### CONSIGNE 1
Extrayez des enregistrements chaque ligne qui contient le mot "door".

### TEXTE

====================

Tirer les marrons du feu

La Californie est un état américain qui se démarque de la politique fédérale. Alors que le président Trump s’est retiré de l’Accord de Paris le premier juin dernier, l’état rebelle annonce cette semaine son intention de monter la plus grande initiative de recherche sur les changements climatiques, leur atténuation et l’adaptation à leurs conséquences.  Le projet, piloté par les grandes universités, s’il se concrétise, sera le plus grand investissement jamais fait dans le domaine de la recherche en environnement. Dans le numéro du 17 août de la revue Nature, on trouve un article (http://www.nature.com/news/california-scientists-push-to-create-massive-climate-research-programme/)  qui annonce les paramètres de ce projet ambitieux. Il est bien connu que la Californie n’a pas peur de l’innovation !

Mais en Californie ou ailleurs, la recherche se heurte toujours au manque de financement. Il n’y aura jamais assez d’argent pour soutenir toutes les bonnes idées. Alors, que proposent les universités pour régler ce détail ? Pour les promoteurs du projet, c’est le revenu du système Western climate initiative (WCI) d’échange de droits d’émissions de gaz à effet de serre  auquel participe le Québec et bientôt l’Ontario qui devrait être mis à contribution.  Ce système impose aux entreprises de réduire leurs émissions ou d’acheter des crédits d’émissions pour justifier leur atteinte des objectifs déterminés par l’état. La cible du Québec est de réduire les émissions totales de la province de 20% par rapport à 1990 en 2020 et de 37,5% en 2030, la cible la plus ambitieuse en Amérique du Nord. Les crédits compensatoires sont générés par des émetteurs non règlementés qui font des projets de réduction ou par des entreprises qui dépassent leur cible. Les états responsables du système vendent des quotas aux entreprises, ce qui génère des revenus importants. Au Québec, ces fonds sont dédiés au Fonds vert qui aura récupéré plus de trois milliards de dollars en 2020.

====================

Exemples d'étiquetage par points:

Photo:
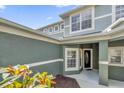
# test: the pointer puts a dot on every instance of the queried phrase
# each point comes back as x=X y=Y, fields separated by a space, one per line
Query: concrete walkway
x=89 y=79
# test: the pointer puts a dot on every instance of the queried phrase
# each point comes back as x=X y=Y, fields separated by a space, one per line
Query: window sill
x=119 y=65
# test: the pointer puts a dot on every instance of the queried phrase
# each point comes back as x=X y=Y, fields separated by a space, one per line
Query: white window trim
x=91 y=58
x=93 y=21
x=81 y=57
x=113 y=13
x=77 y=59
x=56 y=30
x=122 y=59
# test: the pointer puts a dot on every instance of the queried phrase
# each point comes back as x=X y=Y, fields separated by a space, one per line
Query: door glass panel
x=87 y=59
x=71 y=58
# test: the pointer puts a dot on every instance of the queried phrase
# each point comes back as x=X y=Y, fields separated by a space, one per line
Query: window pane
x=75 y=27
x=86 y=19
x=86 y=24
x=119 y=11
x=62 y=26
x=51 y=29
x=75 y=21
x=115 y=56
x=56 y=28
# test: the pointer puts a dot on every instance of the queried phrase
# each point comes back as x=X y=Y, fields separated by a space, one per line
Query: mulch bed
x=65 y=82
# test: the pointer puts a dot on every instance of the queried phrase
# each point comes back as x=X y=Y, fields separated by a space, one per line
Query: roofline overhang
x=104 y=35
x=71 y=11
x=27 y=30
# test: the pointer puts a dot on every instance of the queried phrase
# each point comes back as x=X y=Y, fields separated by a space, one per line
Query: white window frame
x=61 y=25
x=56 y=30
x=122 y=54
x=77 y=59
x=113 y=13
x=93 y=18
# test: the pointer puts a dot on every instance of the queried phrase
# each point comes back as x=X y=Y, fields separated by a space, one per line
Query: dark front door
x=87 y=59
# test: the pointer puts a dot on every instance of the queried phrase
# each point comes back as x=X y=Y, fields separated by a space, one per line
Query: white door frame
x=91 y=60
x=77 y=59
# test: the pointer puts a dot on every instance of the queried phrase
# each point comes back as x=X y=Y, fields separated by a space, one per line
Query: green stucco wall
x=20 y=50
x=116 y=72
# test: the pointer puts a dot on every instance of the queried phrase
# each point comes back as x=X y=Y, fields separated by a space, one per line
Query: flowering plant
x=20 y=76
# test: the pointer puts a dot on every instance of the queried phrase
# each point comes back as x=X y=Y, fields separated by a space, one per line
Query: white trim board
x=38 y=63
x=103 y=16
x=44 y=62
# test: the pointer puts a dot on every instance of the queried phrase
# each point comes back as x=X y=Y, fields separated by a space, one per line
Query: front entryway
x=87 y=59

====================

### CONSIGNE 2
Répondez aux questions suivantes à partir du texte sur la recherche climatique en Californie.
(a) À quelle date le président Trump s'est-il retiré de l'Accord de Paris ?
(b) Quelle est la cible de réduction des émissions du Québec pour 2030 ?
(c) À quel fonds les revenus du système d'échange sont-ils dédiés au Québec ?

### RÉPONSE CORRECTE 1
Query: door glass panel
Query: dark front door
Query: white door frame

### RÉPONSE CORRECTE 2
(a) Il s'est retiré le premier juin.
(b) La cible est de réduire les émissions totales de 37,5 % par rapport à 1990.
(c) Ils sont dédiés au Fonds vert.